DATA FOR THIS TASK:
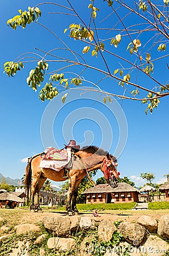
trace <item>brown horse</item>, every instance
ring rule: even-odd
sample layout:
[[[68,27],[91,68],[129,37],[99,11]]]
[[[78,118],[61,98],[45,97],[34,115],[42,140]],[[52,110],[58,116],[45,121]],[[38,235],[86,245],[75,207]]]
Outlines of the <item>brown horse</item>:
[[[87,172],[98,169],[101,170],[112,187],[117,187],[118,173],[116,166],[117,159],[109,155],[107,151],[94,146],[90,146],[81,150],[74,150],[74,161],[71,169],[69,171],[69,191],[66,204],[66,210],[69,215],[79,214],[76,207],[78,187],[82,179]],[[42,153],[43,154],[43,153]],[[63,177],[64,168],[60,171],[53,169],[40,168],[42,154],[35,155],[30,159],[26,170],[24,184],[29,195],[31,186],[30,210],[41,210],[39,203],[39,193],[47,180],[49,179],[55,181],[63,181],[66,178]],[[32,179],[33,172],[33,180]],[[32,183],[32,184],[31,184]],[[35,201],[35,203],[34,203]]]

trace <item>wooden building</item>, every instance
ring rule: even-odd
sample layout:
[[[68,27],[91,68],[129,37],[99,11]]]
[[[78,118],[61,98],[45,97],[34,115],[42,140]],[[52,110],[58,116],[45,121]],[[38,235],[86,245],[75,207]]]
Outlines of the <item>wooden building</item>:
[[[109,185],[98,185],[84,191],[86,204],[98,204],[106,202],[130,203],[138,202],[138,190],[125,182],[119,183],[117,188],[113,188]]]
[[[166,182],[159,187],[159,190],[166,193],[166,201],[169,201],[169,182]]]

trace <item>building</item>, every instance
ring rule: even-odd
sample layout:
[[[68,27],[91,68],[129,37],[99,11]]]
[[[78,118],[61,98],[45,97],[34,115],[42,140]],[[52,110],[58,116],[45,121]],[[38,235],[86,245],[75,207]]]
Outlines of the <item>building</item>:
[[[82,194],[86,195],[86,204],[98,204],[107,203],[131,203],[139,201],[139,191],[125,183],[119,183],[116,188],[112,188],[109,185],[100,184],[84,191]]]
[[[169,182],[166,182],[159,187],[159,190],[166,193],[166,201],[169,201]]]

TASK TO COMPLETE:
Repeat exactly the lines above, starting with the line that contains "trace <item>wooden building</item>, every" and ending with the last line, both included, and nothing else.

TASK OUTPUT:
trace <item>wooden building</item>, every instance
ring rule: even-odd
sample layout:
[[[68,27],[91,68],[129,37],[99,11]]]
[[[78,118],[61,98],[45,97],[34,115],[42,140]],[[52,110],[58,116],[45,121]],[[38,235],[86,245],[75,207]]]
Outlines of the <item>wooden building</item>:
[[[109,185],[98,185],[84,191],[86,204],[98,204],[106,202],[130,203],[138,202],[138,190],[125,182],[119,183],[117,188],[113,188]]]
[[[166,182],[159,187],[159,190],[166,193],[166,201],[169,201],[169,182]]]

trace <item>building</item>, every instance
ring rule: even-odd
sample layout:
[[[68,27],[91,68],[129,37],[99,11]]]
[[[78,118],[61,98],[45,97],[34,115],[42,140]],[[52,110],[58,116],[45,121]],[[38,235],[86,245],[75,207]]]
Outlines of the <item>building</item>:
[[[82,194],[86,195],[86,204],[98,204],[107,203],[131,203],[139,201],[139,191],[125,183],[119,183],[116,188],[112,188],[109,185],[100,184],[84,191]]]
[[[169,182],[166,182],[159,187],[159,190],[166,193],[166,201],[169,201]]]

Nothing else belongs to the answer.